Kaynak Metin »
——————

Blog
“Havada Kurutulmuş Papaz”ın Sırları Açıklanıyor: Avusturya'da Keşfedilen Benzersiz Bir Mumyalama Yöntemi

Mumyalama yüzyıllardır dünya çapında uygulanmış ve kültürler arasında çeşitli yöntemler gelişmiş olsa da, bu keşif tamamen farklı bir yaklaşımı ortaya koyuyor.
www.arkeonews.com
Avusturya’daki küçük bir köy olan St. Thomas am Blasenstein'ın kilise mahzeninde keşfedilen oldukça iyi korunmuş bir mumyayı inceleyen araştırmacılar, benzersiz ve daha önce belgelenmemiş bir mumyalama yöntemi ortaya çıkardılar. Yaklaşık 300 yıl önce ölen yerel bir papaz olarak tanımlanan mumyalanmış kalıntıların, dallar, odun yongaları gibi alışılmadık bir malzeme karışımıyla doldurulduğu ve çinko klorürle işlendiği, bunun da gövdede minimum çürümeye neden olduğu bulundu.
Frontiers in Medicine'de yayınlanan bu dikkat çekici çalışma, böyle bir mumyalama tekniğinin ilk raporunu oluşturuyor. BT taraması, sınırlı bir otopsi ve radyokarbon tarihlemesi de dahil olmak üzere kapsamlı bir multidisipliner yaklaşımla, uluslararası bilim insanları ekibi yalnızca mumyanın kimliğini doğrulamakla kalmadı, aynı zamanda şakacı bir şekilde "havada kurutulmuş papaz" olarak adlandırdıkları vücudun olağanüstü korunmasına da ışık tuttu.
Çalışmanın yazarları, malzemelerin rektal kanaldan sokulmasını içeren bu tuhaf koruma yönteminin, miasma yoluyla hastalığın yayılmasını önlemek için kullanılmış olabileceğini öne sürüyorlar. Dahası, cesedin dikkate değer derecede sağlam halinin, tabut açılmış veya kalıntılar daha sonra başka bir yere taşınmış olsaydı, yerel halk arasında mucizevi inançları kolayca körükleyebileceğini belirtiyorlar.
Geleneksel Mumyalamadan Bir Ayrılış
Mumyalama yüzyıllardır dünya çapında uygulanmış ve kültürler arasında çeşitli yöntemler gelişmiş olsa da, bu keşif tamamen farklı bir yaklaşımı ortaya koyuyor. Ludwig-Maximilians-Universität'te patolog ve çalışmanın baş yazarı olan Dr. Andreas Nerlich, "St Thomas am Blasenstein kilisesinin mahzeninde bulunan alışılmadık derecede iyi korunmuş mumya 1746'da ölen yerel bir papaz olan Franz Xaver Sidler von Rosenegg'in cesedidir." dedi. Ayrıca şunları söyledi: "Araştırmamız, mükemmel korunma durumunun, karın boşluğunu rektal kanaldan odun parçaları, dallar ve kumaşla doldurarak ve iç kurutma için çinko klorür ekleyerek elde edilen alışılmadık bir mumyalama türünden kaynaklandığını ortaya çıkardı”.

——————

Yapılacak Görevler »
a) Kaynak metinde "Frontiers in Medicine'de" ifadesinden başlayıp aşağıda "da ışık tuttu." ifadesine kadar uzanan bölümün tamamını hiçbir değişiklik yapmadan yazın.
b) Aşağıdaki ifadelerin kaynak metinle uyuşup uyuşmadığını her biri için evet veya hayır diyerek belirtin ve kararınızı dayandırdığınız sözcükleri kaynak metinden aynen alıntılayın. (i) Mumyası bulunan papaz 1746 yılında ölmüştür. (ii) Çalışma Nature dergisinde yayımlanmıştır. (iii) Karın boşluğu kum ile doldurulmuştur.
c) Kaynak metindeki "Çalışmanın yazarları, malzemelerin" sözcükleriyle başlayan paragrafı, ana bilgilerini koruyarak kısa bir madde listesi hâline getirin.

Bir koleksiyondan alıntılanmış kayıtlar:
——————

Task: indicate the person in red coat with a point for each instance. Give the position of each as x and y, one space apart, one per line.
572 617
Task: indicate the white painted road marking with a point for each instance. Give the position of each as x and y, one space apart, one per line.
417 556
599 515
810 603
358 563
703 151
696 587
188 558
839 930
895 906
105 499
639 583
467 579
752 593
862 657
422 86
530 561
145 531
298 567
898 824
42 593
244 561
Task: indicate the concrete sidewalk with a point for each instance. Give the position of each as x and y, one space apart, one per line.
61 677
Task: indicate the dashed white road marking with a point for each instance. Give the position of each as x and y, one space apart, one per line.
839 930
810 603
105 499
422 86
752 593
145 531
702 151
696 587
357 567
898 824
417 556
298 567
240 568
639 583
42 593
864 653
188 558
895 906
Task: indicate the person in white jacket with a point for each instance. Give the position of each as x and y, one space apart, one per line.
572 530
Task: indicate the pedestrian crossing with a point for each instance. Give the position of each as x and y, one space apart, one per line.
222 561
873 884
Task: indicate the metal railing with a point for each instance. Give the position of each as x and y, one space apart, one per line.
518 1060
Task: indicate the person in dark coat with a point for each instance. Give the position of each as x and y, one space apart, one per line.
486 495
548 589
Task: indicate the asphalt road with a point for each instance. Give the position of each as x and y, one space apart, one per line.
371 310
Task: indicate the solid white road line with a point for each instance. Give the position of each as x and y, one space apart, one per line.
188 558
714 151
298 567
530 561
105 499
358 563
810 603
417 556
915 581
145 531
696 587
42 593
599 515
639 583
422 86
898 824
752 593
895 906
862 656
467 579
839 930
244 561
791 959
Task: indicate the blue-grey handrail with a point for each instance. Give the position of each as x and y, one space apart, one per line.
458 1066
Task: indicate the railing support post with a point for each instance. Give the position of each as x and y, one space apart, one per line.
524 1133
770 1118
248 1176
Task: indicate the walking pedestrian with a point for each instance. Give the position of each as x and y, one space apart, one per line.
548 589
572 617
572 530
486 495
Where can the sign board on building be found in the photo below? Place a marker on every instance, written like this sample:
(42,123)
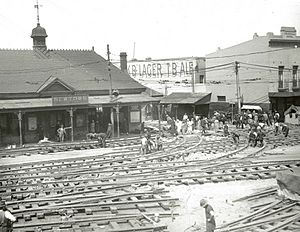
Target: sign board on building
(167,69)
(70,100)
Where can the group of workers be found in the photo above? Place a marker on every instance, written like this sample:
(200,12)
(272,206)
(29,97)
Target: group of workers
(149,144)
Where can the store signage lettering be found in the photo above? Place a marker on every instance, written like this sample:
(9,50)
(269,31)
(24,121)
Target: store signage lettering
(160,70)
(70,100)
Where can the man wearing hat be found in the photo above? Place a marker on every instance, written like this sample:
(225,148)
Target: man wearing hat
(6,218)
(209,214)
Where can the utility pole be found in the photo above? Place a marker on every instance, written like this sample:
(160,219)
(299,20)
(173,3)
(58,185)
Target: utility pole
(110,91)
(238,95)
(109,71)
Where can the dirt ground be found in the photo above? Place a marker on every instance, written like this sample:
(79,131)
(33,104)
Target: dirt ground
(220,196)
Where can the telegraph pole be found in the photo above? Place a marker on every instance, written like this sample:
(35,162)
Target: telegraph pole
(109,71)
(110,91)
(238,95)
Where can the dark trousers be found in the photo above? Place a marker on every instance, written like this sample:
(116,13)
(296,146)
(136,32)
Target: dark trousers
(210,227)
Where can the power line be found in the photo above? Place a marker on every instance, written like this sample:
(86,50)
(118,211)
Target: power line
(247,54)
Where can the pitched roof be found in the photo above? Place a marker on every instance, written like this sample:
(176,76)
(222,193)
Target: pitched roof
(92,100)
(187,98)
(25,71)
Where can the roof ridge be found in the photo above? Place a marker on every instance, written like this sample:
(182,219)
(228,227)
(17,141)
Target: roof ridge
(72,49)
(16,49)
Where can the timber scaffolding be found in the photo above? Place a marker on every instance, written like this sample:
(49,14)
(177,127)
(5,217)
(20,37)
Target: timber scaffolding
(123,190)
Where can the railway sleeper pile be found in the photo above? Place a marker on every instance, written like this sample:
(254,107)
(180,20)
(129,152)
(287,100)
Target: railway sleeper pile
(122,190)
(269,212)
(68,146)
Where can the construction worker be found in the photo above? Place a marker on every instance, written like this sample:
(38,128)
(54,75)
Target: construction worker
(209,215)
(144,143)
(101,139)
(6,218)
(225,129)
(252,138)
(236,137)
(285,129)
(260,137)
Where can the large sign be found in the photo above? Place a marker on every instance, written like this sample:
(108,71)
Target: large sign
(70,100)
(163,69)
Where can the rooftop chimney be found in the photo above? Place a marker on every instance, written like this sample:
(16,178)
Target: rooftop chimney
(123,61)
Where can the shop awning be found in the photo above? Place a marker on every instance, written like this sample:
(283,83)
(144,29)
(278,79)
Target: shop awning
(122,99)
(187,98)
(25,103)
(293,108)
(34,103)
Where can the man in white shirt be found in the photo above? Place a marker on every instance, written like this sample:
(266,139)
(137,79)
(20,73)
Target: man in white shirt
(6,218)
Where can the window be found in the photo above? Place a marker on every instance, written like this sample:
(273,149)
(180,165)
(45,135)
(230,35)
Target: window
(280,76)
(221,98)
(32,123)
(295,76)
(80,119)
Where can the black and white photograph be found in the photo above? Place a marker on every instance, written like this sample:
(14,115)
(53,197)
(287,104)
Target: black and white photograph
(150,115)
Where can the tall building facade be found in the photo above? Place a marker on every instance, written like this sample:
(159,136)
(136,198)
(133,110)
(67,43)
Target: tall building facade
(267,63)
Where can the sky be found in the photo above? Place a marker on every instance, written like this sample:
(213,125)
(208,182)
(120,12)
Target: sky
(145,28)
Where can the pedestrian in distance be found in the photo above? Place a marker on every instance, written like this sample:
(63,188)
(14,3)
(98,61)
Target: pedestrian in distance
(93,127)
(252,138)
(209,216)
(285,129)
(260,137)
(144,144)
(61,133)
(276,127)
(236,137)
(6,218)
(109,130)
(102,139)
(226,129)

——————

Sırasıyla Yanıtlar »
a)
Frontiers in Medicine'de yayınlanan bu dikkat çekici çalışma, böyle bir mumyalama tekniğinin ilk raporunu oluşturuyor. BT taraması, sınırlı bir otopsi ve radyokarbon tarihlemesi de dahil olmak üzere kapsamlı bir multidisipliner yaklaşımla, uluslararası bilim insanları ekibi yalnızca mumyanın kimliğini doğrulamakla kalmadı, aynı zamanda şakacı bir şekilde "havada kurutulmuş papaz" olarak adlandırdıkları vücudun olağanüstü korunmasına da ışık tuttu.

b)
(i) Evet: "1746'da ölen yerel bir papaz olan Franz Xaver Sidler von Rosenegg'in cesedidir"
(ii) Hayır: "Frontiers in Medicine'de yayınlanan bu dikkat çekici çalışma"
(iii) Hayır: "karın boşluğunu rektal kanaldan odun parçaları, dallar ve kumaşla doldurarak"

c)
- Yazarlara göre malzemelerin rektal kanaldan sokulmasını içeren bu koruma yöntemi, hastalığın miasma yoluyla yayılmasını önlemek için kullanılmış olabilir.
- Cesedin dikkate değer derecede sağlam hali, tabut açılmış ya da kalıntılar başka bir yere taşınmış olsaydı, yerel halk arasında mucizevi inançları kolayca körükleyebilirdi.